TASK GOAL:
Could you output, exactly and with nothing else, every line from the one that contains "Hi there! Can you please detect the blue" through the last line of the listing below?

DATA PROVIDED:
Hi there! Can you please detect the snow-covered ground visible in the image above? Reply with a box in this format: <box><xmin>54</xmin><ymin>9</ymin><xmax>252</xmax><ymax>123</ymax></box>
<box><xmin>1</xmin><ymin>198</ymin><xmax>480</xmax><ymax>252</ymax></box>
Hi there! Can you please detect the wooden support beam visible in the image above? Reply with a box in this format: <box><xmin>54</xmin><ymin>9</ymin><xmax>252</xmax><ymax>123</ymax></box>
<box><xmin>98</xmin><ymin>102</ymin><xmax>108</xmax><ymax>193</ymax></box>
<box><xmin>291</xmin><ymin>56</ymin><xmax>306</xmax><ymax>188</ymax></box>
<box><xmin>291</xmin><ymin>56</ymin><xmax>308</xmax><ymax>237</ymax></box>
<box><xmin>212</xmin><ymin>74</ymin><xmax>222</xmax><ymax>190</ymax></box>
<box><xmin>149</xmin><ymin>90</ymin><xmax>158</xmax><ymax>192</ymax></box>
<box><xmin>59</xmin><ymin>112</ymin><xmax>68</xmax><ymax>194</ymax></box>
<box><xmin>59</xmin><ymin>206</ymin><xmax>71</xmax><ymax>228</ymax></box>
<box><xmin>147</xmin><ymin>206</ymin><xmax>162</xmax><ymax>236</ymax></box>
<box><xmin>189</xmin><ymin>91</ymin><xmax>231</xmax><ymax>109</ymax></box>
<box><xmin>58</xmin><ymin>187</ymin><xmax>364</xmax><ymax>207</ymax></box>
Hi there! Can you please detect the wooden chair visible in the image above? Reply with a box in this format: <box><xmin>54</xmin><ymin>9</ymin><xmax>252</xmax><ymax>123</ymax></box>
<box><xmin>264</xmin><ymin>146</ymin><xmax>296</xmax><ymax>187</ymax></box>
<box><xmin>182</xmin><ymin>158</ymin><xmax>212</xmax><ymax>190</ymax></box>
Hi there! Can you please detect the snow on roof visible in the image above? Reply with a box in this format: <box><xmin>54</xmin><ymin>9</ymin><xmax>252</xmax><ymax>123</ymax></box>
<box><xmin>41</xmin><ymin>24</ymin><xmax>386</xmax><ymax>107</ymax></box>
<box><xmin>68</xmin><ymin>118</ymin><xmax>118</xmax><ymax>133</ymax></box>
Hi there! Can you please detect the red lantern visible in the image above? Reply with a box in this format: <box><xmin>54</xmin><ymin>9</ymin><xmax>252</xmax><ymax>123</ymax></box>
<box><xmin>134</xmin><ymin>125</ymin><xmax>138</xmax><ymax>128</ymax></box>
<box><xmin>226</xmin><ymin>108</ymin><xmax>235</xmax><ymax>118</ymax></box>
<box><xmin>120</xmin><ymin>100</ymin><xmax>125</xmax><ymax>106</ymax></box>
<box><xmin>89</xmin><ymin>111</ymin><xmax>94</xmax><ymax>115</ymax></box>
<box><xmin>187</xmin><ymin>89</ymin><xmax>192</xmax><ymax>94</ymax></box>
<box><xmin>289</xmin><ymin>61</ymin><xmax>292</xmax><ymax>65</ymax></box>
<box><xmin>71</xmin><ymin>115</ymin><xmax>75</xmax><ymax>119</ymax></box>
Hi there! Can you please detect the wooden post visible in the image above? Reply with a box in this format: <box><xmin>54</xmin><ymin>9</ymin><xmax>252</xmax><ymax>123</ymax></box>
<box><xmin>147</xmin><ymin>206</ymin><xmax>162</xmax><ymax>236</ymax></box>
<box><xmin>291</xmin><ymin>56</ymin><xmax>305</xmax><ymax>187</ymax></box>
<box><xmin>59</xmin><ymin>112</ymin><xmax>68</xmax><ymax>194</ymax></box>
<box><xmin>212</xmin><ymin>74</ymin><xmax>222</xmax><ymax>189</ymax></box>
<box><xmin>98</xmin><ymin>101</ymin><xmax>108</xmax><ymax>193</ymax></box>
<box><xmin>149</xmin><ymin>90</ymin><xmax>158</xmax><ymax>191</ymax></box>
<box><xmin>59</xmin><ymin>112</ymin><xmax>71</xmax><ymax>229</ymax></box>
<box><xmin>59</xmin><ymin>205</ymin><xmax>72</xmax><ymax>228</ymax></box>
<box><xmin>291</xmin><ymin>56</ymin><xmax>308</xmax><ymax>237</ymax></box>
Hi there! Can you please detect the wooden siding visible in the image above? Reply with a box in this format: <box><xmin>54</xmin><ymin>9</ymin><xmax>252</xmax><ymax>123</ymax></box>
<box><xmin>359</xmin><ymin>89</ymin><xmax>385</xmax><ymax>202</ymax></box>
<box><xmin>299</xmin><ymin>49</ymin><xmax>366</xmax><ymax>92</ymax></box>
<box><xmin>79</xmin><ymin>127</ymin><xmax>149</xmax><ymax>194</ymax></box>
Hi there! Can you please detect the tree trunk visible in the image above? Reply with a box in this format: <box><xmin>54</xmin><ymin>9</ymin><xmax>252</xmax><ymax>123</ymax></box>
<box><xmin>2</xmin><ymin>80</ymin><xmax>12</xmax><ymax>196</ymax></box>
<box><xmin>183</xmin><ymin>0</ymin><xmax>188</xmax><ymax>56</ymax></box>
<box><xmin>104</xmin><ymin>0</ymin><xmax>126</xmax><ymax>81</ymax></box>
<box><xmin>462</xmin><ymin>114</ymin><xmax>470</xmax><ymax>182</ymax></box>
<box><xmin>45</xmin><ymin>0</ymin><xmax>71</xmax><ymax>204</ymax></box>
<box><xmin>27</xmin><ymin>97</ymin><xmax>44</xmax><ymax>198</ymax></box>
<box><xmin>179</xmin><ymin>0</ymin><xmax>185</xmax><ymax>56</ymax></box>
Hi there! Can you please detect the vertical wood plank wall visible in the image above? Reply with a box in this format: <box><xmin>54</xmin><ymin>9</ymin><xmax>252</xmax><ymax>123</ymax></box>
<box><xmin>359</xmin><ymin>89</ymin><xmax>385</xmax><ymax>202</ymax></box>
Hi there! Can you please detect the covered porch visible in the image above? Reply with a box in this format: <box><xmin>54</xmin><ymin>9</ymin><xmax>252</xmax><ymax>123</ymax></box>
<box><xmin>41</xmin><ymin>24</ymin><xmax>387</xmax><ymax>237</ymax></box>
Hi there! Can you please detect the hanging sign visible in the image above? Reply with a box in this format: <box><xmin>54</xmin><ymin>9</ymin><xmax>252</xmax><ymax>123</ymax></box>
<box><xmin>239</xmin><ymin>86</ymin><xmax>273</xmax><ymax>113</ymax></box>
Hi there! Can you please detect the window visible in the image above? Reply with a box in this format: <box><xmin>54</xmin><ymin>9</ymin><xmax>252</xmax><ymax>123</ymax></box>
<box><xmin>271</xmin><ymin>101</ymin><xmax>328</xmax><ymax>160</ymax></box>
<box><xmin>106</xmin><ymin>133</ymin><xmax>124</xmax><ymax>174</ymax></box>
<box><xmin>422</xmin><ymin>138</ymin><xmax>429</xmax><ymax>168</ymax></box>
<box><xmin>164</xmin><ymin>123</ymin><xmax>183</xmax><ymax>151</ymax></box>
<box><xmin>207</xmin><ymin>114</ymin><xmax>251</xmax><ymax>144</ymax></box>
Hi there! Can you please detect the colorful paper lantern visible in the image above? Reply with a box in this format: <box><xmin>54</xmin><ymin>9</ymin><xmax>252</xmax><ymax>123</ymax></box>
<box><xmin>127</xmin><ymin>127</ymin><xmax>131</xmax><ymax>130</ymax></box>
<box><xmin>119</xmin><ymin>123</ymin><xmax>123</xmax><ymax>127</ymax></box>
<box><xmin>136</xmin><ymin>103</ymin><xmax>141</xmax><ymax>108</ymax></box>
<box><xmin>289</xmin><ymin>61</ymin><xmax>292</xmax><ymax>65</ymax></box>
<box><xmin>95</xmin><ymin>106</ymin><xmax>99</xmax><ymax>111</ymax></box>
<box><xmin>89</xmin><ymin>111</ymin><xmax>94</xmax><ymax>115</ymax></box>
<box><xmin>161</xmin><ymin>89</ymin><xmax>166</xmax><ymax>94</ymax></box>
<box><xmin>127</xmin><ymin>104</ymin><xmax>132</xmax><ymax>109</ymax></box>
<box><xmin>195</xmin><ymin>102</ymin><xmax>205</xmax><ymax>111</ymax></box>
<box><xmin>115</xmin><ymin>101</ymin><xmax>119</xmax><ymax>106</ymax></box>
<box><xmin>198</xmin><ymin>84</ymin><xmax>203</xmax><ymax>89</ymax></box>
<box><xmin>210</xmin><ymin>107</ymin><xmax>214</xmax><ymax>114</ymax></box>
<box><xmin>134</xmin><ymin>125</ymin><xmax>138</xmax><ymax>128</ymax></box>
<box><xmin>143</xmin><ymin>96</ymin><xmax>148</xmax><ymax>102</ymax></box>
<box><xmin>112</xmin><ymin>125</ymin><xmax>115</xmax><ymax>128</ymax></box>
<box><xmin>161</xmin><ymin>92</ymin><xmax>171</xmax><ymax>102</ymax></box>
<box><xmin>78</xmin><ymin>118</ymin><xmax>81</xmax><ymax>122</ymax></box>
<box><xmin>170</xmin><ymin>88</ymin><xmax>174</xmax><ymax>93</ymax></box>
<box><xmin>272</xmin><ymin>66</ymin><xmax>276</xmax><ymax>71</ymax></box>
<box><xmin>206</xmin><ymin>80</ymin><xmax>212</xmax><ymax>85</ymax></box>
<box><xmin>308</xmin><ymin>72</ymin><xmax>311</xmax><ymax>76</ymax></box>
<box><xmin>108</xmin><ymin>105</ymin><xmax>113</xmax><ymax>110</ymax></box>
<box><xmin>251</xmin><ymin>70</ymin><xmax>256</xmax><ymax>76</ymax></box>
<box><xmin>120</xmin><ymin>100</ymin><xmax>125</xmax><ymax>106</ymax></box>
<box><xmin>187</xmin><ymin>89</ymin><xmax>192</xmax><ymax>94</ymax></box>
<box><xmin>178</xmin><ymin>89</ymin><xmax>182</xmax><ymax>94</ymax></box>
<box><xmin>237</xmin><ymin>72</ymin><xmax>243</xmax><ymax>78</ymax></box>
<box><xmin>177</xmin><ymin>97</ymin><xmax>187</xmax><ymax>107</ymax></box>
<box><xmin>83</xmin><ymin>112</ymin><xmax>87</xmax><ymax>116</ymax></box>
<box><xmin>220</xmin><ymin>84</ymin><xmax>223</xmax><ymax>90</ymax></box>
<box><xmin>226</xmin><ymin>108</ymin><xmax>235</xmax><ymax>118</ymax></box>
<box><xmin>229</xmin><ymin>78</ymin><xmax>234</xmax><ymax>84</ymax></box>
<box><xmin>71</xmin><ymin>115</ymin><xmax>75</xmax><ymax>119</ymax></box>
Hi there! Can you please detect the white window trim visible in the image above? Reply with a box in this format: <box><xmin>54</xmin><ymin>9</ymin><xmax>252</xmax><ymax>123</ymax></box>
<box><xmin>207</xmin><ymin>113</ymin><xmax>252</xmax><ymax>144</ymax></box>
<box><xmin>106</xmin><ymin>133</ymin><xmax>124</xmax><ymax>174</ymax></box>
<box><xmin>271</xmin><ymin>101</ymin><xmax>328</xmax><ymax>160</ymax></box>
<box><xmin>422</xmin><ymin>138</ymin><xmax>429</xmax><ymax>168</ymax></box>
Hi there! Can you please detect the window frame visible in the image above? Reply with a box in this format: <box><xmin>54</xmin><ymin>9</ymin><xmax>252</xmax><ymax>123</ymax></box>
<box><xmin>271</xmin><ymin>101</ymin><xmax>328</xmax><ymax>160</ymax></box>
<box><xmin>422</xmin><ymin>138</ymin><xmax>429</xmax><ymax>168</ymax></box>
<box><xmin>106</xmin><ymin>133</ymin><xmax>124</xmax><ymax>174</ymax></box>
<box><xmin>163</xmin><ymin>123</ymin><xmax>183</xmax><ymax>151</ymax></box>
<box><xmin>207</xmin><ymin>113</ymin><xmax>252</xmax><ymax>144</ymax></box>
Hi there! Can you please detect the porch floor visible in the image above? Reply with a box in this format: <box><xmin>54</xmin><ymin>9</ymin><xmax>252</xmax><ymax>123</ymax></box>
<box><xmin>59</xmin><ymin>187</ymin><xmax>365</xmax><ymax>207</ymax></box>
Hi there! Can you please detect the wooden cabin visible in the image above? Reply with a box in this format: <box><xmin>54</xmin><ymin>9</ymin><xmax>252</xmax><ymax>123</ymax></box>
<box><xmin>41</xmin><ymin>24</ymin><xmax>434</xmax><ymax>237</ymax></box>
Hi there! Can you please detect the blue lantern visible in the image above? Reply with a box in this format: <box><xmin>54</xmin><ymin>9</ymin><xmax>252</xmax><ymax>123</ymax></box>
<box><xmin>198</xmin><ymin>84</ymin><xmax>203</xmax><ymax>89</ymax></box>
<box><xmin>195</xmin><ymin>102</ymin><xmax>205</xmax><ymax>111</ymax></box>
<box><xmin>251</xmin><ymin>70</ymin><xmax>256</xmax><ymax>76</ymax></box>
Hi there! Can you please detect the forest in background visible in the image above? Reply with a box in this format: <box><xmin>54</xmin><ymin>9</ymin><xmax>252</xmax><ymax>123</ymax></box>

YOUR SOLUTION:
Hi there! Can you please detect the blue lantern visible in the image above? Reply with a box in this format: <box><xmin>54</xmin><ymin>9</ymin><xmax>252</xmax><ymax>123</ymax></box>
<box><xmin>198</xmin><ymin>84</ymin><xmax>203</xmax><ymax>89</ymax></box>
<box><xmin>195</xmin><ymin>102</ymin><xmax>205</xmax><ymax>111</ymax></box>
<box><xmin>251</xmin><ymin>70</ymin><xmax>256</xmax><ymax>76</ymax></box>
Hi there! Can you please detect the forest in background visible in the image above? Reply with a box in this format: <box><xmin>54</xmin><ymin>9</ymin><xmax>252</xmax><ymax>123</ymax></box>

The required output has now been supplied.